#### EXTRACT

In the above diagram, A is linked to B and C; B is linked to A, C, and E; C is linked to A, B, and D; D is linked to C and E; and E is linked to B and D. As that description was rather wordy, a graph can be represented as a symmetric boolean matrix where a 1 represents a connection and a 0 represents the lack thereof. The above matrix is translated to this:

01100
10101
11010
00101
01010

For the purpose of this problem, the matrix definition can be extended to include the distances or weights of the paths between nodes. If individual ASCII characters in the diagram have weight 1, he matrix would be:

05500
50502
55050
00502
02020

A "complete graph" consists of a set of points such that each point is linked to every other point. The above graph is incomplete because it lacks connections from A to D and E, B to D, and C to E. However, the subgraph between A, B, and C is complete (and equally weighted). A 4-complete graph would look like this:

A---B
|\ /|
| X |
|/ \|
C---D

and would be represented by the matrix:

01111
10111
11011
11101
11110

This problem is as follows: Given a symmetric matrix representing a graph and a positive integer n, find the number of distinct equally-weighted complete subgraphs of size n contained within.

########

**DIRECTIONS**
According to the graph text, why is the graph in its first diagram not a complete graph? Answer in one to three sentences. None of this data is needed.

#### SUPPLIED MATERIAL

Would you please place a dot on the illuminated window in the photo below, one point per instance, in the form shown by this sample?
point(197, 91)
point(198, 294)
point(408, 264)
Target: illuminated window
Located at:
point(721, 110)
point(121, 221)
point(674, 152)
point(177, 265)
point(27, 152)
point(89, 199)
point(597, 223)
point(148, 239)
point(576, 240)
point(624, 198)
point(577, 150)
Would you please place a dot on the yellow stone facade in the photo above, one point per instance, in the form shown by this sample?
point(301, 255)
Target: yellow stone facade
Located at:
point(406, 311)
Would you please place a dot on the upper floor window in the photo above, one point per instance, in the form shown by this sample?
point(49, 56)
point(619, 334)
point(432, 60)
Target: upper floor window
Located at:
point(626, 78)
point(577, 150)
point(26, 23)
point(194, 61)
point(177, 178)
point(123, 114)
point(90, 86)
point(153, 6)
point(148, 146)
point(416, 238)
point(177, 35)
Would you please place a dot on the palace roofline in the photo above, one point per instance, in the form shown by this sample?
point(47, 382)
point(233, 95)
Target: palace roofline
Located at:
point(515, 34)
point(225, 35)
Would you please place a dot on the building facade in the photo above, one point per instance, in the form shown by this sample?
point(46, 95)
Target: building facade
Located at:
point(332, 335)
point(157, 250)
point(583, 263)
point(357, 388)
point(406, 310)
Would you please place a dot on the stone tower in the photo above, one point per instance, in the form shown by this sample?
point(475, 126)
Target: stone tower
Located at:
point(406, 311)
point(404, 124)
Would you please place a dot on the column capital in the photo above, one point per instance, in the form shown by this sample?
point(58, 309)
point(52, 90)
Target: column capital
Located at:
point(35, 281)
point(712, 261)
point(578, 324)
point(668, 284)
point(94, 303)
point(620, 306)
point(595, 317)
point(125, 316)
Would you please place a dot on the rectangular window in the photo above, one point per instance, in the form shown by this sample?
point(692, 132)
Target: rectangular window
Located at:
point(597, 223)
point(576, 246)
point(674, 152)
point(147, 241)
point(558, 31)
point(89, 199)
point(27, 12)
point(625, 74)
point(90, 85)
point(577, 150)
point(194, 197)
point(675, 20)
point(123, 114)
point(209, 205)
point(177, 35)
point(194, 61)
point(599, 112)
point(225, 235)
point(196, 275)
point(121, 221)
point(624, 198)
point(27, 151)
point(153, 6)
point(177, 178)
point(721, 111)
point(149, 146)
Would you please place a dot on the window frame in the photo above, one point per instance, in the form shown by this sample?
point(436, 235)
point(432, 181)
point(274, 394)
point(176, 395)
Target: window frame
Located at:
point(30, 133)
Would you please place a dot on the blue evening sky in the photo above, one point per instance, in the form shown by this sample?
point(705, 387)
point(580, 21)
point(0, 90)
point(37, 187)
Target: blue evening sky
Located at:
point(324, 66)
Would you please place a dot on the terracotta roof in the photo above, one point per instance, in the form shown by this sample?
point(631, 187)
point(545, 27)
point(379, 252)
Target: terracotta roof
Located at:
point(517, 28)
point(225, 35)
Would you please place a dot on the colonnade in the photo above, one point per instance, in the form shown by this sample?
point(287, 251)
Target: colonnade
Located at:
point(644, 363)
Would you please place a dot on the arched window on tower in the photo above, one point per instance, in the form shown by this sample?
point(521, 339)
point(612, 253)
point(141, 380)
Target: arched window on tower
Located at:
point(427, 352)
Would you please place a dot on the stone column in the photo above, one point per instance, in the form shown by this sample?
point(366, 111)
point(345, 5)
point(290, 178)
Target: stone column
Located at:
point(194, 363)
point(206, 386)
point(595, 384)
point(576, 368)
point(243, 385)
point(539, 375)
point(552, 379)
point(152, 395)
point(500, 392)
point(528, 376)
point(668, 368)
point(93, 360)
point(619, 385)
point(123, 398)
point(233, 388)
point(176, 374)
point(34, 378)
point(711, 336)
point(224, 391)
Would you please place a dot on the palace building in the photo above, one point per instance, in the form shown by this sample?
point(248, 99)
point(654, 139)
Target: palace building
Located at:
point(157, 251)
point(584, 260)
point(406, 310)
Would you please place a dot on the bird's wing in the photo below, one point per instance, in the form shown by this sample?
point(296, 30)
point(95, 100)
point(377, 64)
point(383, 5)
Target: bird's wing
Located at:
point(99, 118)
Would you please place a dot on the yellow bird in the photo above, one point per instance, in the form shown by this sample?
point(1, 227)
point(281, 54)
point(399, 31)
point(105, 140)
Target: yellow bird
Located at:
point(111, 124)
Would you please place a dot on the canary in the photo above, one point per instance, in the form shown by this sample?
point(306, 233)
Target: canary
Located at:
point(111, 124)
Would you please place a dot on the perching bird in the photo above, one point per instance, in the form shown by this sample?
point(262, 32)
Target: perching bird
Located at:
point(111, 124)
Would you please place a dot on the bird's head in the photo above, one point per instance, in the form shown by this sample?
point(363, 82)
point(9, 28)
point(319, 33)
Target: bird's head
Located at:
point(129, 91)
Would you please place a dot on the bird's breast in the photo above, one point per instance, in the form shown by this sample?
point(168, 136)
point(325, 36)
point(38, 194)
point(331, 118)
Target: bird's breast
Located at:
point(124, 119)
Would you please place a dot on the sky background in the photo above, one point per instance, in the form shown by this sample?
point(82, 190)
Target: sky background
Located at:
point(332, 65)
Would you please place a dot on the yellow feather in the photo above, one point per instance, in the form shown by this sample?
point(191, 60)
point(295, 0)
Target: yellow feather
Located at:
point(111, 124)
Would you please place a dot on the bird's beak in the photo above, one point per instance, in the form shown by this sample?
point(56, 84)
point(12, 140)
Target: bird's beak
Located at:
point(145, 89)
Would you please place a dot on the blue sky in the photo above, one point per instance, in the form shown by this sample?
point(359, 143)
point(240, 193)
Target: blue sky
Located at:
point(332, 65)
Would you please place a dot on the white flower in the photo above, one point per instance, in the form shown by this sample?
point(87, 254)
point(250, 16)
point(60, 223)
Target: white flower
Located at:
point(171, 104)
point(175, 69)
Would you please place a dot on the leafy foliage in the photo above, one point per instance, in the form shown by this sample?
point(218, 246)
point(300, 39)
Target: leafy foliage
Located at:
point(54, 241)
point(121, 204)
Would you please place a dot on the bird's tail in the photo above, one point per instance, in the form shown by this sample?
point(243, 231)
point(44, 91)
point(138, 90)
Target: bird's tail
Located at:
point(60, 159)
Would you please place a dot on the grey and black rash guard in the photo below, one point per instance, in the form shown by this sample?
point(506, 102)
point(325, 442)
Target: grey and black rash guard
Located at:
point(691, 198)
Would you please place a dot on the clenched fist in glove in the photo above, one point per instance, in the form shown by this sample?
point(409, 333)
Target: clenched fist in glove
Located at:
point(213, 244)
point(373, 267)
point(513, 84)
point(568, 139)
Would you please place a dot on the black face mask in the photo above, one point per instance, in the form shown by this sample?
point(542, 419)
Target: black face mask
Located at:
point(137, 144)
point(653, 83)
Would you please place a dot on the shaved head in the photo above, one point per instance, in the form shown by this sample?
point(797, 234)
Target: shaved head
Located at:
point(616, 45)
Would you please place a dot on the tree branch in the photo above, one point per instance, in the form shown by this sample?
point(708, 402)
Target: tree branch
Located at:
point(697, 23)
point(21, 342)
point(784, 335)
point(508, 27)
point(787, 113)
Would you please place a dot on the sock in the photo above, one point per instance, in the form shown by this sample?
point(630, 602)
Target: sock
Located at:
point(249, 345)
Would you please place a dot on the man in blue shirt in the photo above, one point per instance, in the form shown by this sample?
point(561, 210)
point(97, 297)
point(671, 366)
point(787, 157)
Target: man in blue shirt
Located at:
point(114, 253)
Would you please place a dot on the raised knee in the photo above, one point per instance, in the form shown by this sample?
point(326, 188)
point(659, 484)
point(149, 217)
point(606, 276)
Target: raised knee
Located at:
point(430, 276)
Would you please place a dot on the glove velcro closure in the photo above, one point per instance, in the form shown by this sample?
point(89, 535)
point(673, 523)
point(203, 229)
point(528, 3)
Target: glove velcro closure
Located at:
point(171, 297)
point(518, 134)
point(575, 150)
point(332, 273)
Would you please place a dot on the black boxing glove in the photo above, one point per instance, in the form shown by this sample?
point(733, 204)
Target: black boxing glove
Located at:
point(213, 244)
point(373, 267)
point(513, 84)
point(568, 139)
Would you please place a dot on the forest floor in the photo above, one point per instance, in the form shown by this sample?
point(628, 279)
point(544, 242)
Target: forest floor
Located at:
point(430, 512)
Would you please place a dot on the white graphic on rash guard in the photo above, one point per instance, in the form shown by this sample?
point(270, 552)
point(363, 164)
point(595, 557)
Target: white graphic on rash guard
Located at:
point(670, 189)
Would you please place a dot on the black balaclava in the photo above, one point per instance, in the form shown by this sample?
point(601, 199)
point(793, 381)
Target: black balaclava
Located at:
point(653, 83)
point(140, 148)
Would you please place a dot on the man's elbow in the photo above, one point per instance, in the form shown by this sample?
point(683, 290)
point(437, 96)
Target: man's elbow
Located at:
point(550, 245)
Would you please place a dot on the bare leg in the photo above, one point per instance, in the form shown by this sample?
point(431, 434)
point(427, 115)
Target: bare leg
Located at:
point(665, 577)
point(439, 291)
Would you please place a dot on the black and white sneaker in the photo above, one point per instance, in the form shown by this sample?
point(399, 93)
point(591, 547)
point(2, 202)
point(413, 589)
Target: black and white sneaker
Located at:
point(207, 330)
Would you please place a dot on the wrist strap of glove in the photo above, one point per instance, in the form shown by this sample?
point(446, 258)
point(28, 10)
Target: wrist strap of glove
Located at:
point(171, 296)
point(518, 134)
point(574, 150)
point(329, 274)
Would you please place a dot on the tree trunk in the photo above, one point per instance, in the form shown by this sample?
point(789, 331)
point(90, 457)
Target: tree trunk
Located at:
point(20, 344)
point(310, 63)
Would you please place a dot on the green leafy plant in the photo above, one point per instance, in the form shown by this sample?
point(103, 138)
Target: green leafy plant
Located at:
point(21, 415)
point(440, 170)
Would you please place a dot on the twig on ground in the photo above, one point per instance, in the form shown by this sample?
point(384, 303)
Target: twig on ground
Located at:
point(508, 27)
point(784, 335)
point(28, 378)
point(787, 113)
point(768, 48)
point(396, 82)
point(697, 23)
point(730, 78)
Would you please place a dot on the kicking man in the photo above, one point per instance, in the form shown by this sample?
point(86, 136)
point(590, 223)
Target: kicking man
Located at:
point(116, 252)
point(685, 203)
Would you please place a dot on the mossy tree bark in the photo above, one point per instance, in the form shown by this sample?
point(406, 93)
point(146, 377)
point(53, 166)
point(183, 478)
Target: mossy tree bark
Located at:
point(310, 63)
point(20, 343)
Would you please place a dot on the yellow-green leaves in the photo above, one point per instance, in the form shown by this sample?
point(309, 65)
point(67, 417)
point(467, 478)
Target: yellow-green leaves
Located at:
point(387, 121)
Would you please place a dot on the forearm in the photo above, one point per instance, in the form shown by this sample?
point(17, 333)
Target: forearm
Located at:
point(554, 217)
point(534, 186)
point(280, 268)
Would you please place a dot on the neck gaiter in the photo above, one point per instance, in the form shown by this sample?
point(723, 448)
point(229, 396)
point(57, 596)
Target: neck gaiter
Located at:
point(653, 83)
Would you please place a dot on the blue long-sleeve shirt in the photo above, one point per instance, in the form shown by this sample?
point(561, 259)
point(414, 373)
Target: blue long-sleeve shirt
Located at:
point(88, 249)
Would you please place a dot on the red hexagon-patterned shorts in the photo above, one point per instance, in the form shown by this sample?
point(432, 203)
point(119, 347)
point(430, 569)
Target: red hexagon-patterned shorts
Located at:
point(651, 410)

########

**FINAL ANSWER**
In a complete graph every point is linked to every other point. This graph lacks connections from A to D and E, from B to D, and from C to E.